**Exercise**
Look for "facade" in the listing below. Gather each line that contains it.

**Provided entries**
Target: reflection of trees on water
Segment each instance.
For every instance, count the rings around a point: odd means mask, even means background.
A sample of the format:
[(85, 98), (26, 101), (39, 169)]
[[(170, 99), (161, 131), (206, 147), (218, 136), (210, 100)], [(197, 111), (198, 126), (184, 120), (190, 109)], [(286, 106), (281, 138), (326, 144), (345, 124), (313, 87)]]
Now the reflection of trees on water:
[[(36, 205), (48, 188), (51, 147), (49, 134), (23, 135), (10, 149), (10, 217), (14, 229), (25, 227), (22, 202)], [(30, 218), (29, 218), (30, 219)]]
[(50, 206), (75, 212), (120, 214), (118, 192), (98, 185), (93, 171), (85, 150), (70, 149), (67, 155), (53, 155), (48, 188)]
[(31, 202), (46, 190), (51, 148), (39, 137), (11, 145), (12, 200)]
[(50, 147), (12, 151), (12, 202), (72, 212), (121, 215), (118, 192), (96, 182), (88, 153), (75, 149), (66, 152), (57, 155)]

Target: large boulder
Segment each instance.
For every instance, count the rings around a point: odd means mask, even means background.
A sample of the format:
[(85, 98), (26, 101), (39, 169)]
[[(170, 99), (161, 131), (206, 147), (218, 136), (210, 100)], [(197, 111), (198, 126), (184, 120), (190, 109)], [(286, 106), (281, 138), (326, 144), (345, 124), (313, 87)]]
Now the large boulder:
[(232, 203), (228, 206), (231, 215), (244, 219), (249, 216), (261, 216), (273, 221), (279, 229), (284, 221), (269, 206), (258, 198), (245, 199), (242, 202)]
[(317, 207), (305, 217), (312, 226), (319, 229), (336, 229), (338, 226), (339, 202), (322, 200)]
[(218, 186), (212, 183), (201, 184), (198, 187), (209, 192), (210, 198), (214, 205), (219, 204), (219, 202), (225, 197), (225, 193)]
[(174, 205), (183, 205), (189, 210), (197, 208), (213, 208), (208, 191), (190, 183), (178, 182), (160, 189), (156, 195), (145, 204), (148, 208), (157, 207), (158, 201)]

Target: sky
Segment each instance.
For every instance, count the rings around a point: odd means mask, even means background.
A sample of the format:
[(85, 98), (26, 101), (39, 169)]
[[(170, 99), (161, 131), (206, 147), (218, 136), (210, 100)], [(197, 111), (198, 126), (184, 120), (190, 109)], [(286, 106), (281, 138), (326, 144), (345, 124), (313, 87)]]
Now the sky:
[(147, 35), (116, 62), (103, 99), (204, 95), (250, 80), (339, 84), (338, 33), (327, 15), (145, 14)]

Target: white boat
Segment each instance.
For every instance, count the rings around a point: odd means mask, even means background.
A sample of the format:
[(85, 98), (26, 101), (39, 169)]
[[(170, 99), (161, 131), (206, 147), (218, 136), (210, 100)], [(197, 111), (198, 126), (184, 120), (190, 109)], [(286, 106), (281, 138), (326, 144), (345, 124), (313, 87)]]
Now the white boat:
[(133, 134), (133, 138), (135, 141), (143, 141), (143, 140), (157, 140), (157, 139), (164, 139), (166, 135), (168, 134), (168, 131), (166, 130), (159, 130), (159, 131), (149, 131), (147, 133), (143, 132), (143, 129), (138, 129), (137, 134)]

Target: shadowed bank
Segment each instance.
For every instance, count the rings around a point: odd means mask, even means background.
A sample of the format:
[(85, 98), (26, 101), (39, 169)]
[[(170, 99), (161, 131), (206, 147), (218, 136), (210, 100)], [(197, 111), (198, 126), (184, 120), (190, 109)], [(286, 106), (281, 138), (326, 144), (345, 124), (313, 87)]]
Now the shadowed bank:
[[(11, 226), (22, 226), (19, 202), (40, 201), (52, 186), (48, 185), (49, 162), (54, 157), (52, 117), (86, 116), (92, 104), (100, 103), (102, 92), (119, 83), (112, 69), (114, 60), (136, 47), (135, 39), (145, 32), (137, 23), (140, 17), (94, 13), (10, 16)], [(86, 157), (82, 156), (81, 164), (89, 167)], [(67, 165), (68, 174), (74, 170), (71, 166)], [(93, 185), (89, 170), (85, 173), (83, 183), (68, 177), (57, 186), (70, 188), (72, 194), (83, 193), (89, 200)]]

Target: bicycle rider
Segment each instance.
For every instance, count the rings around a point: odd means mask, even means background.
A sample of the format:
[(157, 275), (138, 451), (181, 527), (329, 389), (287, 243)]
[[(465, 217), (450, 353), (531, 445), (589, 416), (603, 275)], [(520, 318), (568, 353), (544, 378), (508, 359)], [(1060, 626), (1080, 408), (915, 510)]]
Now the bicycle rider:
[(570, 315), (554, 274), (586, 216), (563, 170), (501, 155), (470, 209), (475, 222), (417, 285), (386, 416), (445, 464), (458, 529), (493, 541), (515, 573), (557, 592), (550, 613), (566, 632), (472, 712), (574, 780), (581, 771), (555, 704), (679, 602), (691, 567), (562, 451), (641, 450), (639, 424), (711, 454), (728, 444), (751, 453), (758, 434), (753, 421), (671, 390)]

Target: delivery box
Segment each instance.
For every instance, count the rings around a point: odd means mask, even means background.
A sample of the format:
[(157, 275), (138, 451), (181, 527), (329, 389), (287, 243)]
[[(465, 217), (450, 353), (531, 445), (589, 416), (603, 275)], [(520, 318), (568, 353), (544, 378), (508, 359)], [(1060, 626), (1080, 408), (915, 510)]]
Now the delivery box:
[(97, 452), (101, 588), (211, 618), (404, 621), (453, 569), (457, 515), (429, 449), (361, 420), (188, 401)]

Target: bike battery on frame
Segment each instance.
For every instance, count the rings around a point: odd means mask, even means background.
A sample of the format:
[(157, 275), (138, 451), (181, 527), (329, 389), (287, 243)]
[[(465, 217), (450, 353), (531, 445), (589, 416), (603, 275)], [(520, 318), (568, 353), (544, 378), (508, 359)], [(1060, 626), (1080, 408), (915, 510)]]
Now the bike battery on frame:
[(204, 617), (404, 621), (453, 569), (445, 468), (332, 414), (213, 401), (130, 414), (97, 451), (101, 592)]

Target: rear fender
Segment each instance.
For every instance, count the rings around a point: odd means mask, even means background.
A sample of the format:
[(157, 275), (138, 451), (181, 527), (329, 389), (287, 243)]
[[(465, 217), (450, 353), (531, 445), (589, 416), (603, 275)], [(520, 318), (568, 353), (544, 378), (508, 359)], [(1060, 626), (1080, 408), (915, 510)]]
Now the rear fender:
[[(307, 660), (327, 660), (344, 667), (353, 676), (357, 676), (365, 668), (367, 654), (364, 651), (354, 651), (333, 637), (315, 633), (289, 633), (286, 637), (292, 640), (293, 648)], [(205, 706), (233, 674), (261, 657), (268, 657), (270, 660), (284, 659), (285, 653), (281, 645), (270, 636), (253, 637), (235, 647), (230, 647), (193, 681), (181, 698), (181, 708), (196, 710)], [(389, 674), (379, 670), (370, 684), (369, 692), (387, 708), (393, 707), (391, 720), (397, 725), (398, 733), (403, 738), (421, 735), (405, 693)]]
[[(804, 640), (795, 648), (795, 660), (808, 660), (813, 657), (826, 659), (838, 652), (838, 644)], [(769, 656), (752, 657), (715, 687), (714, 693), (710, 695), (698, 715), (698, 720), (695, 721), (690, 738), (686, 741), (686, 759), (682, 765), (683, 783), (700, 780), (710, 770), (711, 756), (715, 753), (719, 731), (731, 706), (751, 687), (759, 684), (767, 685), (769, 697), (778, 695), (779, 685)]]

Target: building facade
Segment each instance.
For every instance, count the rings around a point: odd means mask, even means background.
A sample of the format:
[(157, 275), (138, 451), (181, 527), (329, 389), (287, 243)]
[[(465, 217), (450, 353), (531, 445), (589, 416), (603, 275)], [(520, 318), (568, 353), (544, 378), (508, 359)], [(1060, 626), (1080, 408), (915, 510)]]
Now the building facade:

**Written answer**
Target: building facade
Now the building facade:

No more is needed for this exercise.